** GOAL OF THE EXERCISE **
Reproduce the lines below unchanged, from the first one through the line containing "[(82, 264), (138, 238), (110, 245), (14, 274)]", with both ends included and nothing more.

** RECORDS FOR PROCESSING **

=-=-=

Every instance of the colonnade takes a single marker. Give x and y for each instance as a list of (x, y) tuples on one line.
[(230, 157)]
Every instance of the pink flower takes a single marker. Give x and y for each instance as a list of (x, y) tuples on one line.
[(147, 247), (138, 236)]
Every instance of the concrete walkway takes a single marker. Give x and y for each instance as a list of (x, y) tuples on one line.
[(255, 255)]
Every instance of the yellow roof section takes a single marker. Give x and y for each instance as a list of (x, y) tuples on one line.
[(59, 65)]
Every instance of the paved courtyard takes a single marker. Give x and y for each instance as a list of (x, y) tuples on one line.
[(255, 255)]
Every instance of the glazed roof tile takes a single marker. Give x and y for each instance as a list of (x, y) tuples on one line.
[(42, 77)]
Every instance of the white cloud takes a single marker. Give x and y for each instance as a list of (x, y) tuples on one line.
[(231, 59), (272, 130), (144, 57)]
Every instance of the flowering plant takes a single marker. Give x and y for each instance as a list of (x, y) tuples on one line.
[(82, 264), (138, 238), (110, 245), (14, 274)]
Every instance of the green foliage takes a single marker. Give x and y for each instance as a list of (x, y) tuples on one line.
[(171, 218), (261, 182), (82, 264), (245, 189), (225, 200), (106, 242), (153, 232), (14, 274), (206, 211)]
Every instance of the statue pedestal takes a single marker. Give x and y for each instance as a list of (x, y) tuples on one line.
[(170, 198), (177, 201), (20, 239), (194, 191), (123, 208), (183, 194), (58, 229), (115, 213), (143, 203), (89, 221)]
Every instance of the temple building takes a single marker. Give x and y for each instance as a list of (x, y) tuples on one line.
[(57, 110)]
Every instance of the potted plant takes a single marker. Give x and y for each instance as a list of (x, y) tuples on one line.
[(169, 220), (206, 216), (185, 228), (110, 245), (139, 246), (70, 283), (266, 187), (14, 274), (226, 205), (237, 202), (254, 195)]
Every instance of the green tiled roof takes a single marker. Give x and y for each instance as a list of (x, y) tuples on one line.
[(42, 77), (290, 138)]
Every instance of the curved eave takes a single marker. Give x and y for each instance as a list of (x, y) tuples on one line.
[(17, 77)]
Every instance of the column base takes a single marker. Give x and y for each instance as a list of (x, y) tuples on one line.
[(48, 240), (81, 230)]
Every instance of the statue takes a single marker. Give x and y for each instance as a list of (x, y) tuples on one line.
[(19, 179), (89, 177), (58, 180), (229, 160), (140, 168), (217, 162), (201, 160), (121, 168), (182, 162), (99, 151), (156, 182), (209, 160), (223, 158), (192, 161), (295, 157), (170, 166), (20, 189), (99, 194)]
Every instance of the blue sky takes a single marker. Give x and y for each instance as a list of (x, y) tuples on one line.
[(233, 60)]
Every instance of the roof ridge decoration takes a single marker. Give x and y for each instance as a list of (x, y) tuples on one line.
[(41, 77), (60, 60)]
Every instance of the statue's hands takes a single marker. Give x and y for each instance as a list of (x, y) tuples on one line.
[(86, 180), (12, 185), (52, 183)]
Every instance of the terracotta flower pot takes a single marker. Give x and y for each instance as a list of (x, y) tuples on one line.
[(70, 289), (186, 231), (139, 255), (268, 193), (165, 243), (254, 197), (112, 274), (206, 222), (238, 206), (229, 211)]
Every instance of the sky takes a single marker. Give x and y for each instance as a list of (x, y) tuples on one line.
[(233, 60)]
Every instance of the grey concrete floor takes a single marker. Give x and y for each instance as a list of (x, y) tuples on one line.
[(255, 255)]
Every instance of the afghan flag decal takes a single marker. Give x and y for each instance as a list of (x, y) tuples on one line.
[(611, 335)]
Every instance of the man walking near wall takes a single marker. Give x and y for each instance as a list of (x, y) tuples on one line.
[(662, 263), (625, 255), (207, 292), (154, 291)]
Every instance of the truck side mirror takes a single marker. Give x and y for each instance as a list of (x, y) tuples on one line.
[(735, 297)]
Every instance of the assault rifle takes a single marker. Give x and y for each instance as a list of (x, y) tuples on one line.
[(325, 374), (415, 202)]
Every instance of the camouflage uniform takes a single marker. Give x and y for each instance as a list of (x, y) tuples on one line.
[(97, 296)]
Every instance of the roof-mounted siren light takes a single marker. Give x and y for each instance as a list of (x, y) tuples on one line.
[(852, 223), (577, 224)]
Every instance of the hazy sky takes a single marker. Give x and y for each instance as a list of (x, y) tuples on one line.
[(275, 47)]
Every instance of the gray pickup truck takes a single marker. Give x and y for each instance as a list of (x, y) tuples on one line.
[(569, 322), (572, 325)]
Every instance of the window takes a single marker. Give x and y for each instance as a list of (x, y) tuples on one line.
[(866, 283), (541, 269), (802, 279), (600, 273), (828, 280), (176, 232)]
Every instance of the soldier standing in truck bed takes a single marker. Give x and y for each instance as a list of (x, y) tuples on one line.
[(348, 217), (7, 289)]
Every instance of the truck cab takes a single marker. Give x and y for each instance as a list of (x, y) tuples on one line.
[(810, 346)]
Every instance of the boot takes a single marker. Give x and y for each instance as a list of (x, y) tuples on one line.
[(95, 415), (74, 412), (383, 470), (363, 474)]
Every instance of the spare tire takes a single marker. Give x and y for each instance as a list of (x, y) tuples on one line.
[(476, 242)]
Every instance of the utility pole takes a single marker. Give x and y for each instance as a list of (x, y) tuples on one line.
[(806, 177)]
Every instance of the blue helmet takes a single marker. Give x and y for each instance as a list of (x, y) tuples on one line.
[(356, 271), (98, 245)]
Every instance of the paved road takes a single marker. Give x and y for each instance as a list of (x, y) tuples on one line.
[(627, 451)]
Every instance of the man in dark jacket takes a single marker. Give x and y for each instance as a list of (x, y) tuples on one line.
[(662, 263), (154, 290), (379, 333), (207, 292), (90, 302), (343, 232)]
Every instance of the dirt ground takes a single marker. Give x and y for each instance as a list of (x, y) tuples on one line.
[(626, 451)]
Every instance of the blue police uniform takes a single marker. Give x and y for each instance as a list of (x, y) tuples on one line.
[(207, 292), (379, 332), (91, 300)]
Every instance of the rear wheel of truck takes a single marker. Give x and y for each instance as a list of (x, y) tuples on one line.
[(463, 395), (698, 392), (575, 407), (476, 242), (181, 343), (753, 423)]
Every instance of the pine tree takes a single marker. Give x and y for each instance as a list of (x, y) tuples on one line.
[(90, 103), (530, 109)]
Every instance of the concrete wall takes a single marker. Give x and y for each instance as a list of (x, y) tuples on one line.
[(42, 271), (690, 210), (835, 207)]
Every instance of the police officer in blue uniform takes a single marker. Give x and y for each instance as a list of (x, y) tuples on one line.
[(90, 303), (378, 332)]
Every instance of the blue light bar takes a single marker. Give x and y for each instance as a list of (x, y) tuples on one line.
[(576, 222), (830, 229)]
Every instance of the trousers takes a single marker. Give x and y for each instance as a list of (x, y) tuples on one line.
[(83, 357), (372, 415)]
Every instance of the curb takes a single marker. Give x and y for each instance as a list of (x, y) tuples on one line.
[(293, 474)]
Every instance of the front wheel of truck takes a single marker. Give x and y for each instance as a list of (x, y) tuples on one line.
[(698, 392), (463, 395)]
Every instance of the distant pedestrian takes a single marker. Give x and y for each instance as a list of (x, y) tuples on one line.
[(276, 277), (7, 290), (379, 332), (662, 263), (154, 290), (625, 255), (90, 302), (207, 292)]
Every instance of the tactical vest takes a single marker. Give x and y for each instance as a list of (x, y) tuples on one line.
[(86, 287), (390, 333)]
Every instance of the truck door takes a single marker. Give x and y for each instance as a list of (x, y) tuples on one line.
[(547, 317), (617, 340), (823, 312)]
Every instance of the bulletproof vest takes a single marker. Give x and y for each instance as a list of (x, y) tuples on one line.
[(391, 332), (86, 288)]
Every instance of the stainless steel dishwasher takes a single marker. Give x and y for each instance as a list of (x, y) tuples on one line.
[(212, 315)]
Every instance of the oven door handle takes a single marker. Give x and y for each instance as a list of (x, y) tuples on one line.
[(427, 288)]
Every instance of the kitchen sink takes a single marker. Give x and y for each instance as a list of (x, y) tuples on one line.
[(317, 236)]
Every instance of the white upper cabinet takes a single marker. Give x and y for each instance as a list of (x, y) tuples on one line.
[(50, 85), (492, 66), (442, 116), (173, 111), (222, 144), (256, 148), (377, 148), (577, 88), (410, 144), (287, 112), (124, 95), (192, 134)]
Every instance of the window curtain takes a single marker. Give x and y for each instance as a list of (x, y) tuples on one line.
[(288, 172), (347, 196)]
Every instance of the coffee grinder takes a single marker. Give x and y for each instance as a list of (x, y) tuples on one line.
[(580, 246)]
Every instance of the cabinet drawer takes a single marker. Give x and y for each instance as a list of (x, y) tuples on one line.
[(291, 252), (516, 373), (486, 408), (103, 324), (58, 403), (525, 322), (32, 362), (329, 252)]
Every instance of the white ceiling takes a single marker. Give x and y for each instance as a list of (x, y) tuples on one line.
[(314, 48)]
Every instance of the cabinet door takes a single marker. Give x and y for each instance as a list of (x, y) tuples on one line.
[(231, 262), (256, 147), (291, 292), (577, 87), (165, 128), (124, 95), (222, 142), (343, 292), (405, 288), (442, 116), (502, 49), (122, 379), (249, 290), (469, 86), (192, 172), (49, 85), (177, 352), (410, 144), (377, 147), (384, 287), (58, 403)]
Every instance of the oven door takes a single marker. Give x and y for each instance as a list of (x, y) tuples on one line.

=-=-=

** TASK RESPONSE **
Every instance of the colonnade takes a single marker. Give x and y for each instance as a list of (x, y) tuples on one line.
[(230, 157)]
Every instance of the pink flower takes a single marker. Give x and y for each instance as a list of (x, y) tuples on one line.
[(147, 247), (138, 236)]
Every instance of the concrete walkway takes a single marker. Give x and y for each instance as a list of (x, y) tuples on one line.
[(255, 255)]
Every instance of the yellow roof section takes a single marker. Give x and y for each instance as a list of (x, y) tuples on one line.
[(59, 65)]
Every instance of the paved courtyard takes a single marker. Give x and y for each instance as a list of (x, y) tuples on one line.
[(255, 255)]
Every instance of the glazed roof tile takes a single marker. Give x and y for each instance as a list of (x, y) tuples on one line.
[(42, 77)]
Every instance of the white cloud takes a single marker. Give x and y for each instance as a list of (x, y) tuples on one line.
[(231, 59), (272, 130), (144, 57)]
Every instance of the flowering plant takes a single marker. Give x and y for each instance as a list of (x, y) tuples on one line.
[(82, 264), (138, 238), (110, 245), (14, 274)]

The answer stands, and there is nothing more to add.